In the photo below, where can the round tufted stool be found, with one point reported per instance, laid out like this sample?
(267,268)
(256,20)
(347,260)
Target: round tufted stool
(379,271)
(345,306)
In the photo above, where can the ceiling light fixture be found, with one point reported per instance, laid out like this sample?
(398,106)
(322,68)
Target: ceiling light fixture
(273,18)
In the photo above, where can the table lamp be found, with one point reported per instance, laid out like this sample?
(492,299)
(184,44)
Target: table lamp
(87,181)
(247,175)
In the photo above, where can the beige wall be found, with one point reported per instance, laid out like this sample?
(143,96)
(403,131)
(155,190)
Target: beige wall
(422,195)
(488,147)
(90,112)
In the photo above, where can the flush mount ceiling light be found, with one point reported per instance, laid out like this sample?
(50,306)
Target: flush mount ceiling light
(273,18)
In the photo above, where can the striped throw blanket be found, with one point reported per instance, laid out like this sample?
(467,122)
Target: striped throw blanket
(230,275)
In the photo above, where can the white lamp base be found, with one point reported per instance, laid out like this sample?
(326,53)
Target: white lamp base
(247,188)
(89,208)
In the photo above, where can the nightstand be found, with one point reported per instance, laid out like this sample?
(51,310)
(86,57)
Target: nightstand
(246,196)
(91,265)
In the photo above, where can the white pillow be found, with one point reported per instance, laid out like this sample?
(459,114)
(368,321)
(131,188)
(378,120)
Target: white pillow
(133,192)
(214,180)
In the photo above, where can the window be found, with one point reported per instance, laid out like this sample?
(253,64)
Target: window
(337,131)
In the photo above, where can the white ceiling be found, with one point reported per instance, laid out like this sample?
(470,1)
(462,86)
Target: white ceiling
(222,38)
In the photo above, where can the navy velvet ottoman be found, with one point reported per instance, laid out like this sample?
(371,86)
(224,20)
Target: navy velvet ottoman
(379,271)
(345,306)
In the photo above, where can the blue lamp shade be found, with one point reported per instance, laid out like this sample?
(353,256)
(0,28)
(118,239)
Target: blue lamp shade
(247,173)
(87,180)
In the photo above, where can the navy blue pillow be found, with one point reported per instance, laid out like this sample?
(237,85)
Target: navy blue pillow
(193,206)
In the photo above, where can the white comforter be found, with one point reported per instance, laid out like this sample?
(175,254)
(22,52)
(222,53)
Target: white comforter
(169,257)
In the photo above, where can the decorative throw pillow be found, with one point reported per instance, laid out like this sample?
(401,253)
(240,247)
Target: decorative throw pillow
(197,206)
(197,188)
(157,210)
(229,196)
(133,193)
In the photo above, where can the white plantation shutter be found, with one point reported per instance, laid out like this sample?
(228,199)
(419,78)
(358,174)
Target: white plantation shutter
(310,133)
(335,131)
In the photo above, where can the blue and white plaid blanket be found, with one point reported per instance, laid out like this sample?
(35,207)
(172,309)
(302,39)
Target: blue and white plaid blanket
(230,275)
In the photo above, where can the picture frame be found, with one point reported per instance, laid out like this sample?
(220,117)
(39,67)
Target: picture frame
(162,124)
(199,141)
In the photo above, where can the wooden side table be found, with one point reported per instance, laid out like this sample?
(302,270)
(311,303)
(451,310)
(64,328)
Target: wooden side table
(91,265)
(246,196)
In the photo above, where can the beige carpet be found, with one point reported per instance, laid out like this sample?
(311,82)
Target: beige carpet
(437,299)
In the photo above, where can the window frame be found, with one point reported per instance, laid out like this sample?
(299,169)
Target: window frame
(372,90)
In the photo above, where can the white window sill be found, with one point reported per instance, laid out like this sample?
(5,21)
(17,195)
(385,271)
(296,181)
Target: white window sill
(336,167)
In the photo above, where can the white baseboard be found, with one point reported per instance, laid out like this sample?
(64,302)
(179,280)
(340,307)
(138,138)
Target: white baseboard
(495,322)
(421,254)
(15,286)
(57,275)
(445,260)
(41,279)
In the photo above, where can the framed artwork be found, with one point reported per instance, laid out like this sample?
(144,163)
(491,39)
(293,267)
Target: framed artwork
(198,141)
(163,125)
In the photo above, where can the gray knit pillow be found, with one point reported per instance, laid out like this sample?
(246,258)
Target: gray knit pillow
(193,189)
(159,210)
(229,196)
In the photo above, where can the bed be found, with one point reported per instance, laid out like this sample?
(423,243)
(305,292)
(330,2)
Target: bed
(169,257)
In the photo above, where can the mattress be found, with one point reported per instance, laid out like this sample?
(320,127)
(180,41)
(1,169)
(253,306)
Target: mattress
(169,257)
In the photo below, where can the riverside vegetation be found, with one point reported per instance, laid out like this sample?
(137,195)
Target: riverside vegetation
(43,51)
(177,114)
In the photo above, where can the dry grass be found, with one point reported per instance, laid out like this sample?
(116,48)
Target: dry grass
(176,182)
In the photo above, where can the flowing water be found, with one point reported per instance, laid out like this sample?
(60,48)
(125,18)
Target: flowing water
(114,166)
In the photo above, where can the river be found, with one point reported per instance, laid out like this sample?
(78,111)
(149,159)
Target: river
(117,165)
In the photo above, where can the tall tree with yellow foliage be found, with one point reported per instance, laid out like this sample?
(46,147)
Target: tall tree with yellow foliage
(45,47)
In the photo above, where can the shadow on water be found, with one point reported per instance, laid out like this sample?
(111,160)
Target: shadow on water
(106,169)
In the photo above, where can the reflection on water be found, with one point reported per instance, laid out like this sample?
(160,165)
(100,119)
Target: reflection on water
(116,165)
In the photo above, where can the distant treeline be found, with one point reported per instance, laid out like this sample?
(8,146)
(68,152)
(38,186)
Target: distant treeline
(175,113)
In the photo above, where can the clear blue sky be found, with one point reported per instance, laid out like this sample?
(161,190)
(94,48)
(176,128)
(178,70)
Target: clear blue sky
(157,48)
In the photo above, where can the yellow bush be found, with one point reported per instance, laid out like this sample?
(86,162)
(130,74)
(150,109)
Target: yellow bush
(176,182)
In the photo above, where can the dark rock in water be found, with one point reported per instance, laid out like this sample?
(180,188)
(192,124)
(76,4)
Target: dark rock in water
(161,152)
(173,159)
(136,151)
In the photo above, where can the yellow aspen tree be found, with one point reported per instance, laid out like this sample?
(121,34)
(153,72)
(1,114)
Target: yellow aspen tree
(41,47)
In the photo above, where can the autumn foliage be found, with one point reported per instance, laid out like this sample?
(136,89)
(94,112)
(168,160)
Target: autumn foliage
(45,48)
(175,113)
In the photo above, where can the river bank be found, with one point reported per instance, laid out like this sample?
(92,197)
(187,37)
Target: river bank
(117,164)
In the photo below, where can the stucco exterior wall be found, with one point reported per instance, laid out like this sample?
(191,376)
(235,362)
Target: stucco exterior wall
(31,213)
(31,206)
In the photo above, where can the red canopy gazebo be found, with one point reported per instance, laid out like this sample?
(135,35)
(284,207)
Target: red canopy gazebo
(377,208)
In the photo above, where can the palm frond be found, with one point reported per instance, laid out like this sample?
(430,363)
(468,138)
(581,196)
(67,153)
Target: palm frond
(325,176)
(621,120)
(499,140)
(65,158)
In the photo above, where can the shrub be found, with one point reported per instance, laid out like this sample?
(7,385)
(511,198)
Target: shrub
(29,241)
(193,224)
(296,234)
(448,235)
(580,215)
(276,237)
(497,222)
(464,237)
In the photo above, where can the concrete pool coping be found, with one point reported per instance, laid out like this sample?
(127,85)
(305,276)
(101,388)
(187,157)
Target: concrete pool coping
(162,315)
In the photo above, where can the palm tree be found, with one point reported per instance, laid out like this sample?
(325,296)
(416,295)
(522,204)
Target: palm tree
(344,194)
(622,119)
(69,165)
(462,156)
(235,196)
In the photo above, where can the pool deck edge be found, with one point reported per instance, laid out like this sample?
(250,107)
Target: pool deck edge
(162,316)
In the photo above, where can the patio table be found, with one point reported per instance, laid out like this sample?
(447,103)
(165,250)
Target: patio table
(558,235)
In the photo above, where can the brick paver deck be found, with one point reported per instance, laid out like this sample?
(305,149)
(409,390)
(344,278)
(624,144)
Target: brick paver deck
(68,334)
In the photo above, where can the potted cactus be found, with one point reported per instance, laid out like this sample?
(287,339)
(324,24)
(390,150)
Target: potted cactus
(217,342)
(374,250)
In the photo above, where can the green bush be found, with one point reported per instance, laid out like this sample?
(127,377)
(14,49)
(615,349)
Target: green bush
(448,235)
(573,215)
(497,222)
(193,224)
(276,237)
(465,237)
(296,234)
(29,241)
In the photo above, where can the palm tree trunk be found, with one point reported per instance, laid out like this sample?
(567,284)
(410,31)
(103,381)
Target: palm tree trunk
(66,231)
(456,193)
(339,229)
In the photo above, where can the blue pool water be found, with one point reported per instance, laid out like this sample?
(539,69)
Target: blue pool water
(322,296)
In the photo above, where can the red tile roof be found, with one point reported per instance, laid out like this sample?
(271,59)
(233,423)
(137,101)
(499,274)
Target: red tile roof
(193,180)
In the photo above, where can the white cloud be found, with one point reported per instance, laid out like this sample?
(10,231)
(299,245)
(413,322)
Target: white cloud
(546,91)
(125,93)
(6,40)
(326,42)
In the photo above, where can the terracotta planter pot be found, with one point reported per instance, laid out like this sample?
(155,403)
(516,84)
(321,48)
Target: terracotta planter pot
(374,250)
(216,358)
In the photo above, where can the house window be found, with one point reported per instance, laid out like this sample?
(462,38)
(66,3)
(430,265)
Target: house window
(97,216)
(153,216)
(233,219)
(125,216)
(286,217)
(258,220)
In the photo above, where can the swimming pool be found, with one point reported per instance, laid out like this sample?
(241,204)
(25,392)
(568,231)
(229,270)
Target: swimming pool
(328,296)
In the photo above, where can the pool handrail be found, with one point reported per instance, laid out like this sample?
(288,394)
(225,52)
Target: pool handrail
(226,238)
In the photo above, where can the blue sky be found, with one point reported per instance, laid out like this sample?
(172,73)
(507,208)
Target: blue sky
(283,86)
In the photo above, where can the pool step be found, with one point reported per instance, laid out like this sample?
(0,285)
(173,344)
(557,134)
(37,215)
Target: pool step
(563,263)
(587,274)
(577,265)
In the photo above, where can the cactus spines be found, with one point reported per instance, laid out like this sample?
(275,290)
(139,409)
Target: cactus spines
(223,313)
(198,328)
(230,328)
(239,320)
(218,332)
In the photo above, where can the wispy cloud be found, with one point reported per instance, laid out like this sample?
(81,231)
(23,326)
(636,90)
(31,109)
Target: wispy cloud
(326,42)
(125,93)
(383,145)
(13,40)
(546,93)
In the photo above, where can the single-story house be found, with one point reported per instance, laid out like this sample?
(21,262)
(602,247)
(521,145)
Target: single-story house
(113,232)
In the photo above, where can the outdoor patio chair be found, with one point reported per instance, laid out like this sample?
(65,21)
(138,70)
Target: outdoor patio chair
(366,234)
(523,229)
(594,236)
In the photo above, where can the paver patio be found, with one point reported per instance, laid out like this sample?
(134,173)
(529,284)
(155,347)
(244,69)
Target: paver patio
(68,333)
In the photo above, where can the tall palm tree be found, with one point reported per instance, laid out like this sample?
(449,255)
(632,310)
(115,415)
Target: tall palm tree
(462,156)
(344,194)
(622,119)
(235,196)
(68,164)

▶ _Work to be completed_:
All lines in the entries above that include "below" should be found and copied.

▶ _Task answer_:
In the photo below, where can the round tufted stool be found, with one point reported per instance, laid out like this sample?
In the photo below, where can the riverside vegetation be found, with one point reported per instance, laid out like this sample?
In the photo below, where can the stucco exterior wall be found, with one point reported per instance, laid out like this sample?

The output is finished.